WHAT THE TASK ASKS
Locate and copy each line in the data that contains the word "passenger".

__________

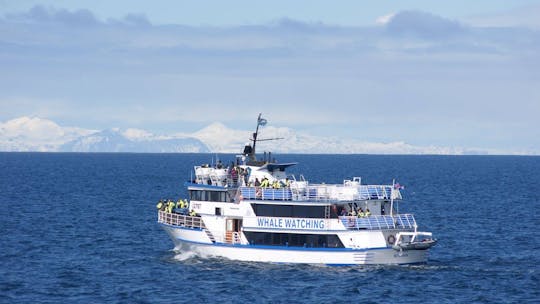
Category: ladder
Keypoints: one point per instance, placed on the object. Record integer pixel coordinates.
(210, 235)
(327, 211)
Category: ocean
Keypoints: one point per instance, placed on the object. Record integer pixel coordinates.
(81, 228)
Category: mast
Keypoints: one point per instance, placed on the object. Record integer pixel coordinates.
(252, 155)
(250, 150)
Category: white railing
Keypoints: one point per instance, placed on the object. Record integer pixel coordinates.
(379, 222)
(176, 219)
(323, 193)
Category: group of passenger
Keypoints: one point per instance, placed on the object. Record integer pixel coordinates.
(358, 212)
(265, 183)
(169, 206)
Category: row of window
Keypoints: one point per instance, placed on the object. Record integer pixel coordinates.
(204, 195)
(294, 239)
(288, 211)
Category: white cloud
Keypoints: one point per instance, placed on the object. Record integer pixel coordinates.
(383, 20)
(418, 73)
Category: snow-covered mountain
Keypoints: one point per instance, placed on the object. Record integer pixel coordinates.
(37, 134)
(114, 140)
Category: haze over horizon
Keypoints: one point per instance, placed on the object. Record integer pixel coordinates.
(428, 74)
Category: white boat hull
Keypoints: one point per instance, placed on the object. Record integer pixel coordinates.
(198, 242)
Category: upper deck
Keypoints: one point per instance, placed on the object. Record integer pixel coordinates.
(323, 193)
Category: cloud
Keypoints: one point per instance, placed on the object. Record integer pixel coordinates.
(421, 72)
(423, 25)
(385, 19)
(81, 18)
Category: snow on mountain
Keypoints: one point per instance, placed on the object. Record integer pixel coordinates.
(221, 139)
(131, 140)
(36, 134)
(224, 140)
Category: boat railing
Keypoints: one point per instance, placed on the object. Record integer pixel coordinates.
(176, 219)
(379, 222)
(323, 193)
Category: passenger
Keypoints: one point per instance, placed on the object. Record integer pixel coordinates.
(170, 206)
(367, 213)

__________

WORKED SOLUTION
Category: group of passenger
Category: passenger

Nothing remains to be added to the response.